Cream of Leek, Cheddar Cheese and Bacon

 

Ingredients

  • 6 bacon slices, coarsely chopped
  • The white part of 3 leeks, washed and cut into rounds
  • 4 to 5 potatoes, peeled and cut into cubes
  • 1 clove of garlic, minced
  • 1.25 L (5 cups) chicken broth
  • 250 mL (1 cup) Scotsburn 35% cream
  • 375 mL (1 ½ cup) Armstrong Old Cheddar Cheese, grated
  • Scallions, for garnish

Directions

  1. In a saucepan, fry the bacon over medium heat until it’s slightly crispy. Set aside.
  2. In a pot, fry the leeks, potatoes and garlic in the bacon fat over medium-low heat.
  3. Turn the heat up to medium and add the broth. Cook for 15 minutes.
  4. Remove 750 mL of the mix and blend it using an immersion blender.

===============

◆ Requirement A ◆
Copy the stretch of the recipe from "1. In a saucepan, fry" through "an immersion blender." word for word.
◆ Requirement B ◆
Summarize the leek soup recipe in two sentences.

◆ Data provided ◆
===============

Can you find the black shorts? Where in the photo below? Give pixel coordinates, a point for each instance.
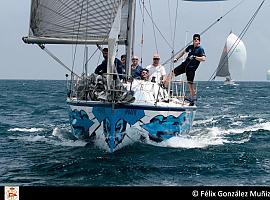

===============

◆ Solution A ◆
1. In a saucepan, fry the bacon over medium heat until it’s slightly crispy. Set aside.
  2. In a pot, fry the leeks, potatoes and garlic in the bacon fat over medium-low heat.
  3. Turn the heat up to medium and add the broth. Cook for 15 minutes.
  4. Remove 750 mL of the mix and blend it using an immersion blender.

◆ Solution B ◆
The recipe for cream of leek, cheddar cheese and bacon calls for bacon, leeks, potatoes, garlic, chicken broth, cream, grated old cheddar and scallions for garnish. The bacon is fried until slightly crispy, the leeks, potatoes and garlic are fried in its fat, and the broth is added and cooked for 15 minutes before 750 mL of the mix is blended with an immersion blender.